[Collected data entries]
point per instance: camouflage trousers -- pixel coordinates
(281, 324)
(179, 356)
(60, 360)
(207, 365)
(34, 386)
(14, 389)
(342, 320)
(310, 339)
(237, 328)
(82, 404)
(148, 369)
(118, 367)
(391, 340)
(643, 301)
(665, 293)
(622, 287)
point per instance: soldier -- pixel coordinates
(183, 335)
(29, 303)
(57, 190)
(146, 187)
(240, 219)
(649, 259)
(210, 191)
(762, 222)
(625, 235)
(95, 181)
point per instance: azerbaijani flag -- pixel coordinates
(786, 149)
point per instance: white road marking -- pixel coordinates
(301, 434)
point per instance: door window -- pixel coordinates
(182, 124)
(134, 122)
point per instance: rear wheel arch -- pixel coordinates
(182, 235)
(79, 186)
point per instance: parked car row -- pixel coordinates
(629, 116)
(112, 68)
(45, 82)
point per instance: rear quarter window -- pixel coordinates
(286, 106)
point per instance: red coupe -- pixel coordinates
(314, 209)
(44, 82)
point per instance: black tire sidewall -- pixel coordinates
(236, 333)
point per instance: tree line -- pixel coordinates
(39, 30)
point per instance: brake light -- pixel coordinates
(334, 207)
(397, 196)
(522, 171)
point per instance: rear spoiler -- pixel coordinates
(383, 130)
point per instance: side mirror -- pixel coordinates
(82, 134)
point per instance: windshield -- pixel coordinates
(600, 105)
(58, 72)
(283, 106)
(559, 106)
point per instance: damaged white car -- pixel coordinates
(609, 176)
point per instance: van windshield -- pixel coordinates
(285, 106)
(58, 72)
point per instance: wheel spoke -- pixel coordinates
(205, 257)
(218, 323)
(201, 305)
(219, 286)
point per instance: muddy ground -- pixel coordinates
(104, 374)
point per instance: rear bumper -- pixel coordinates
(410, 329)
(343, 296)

→ **WHAT IS REQUIRED**
Present the rows from the line containing "point per instance: van" through the end of the rows as a numbered list, including both ends and omitting any blank lines.

→ **FULL SOLUTION**
1. point per instance: van windshield -- pixel coordinates
2. (285, 106)
3. (58, 72)
4. point per instance: wheel spoke -- pixel coordinates
5. (205, 257)
6. (218, 323)
7. (201, 305)
8. (219, 286)
9. point per instance: muddy ground -- pixel coordinates
10. (104, 374)
11. point per instance: rear bumper -- pixel coordinates
12. (410, 329)
13. (343, 296)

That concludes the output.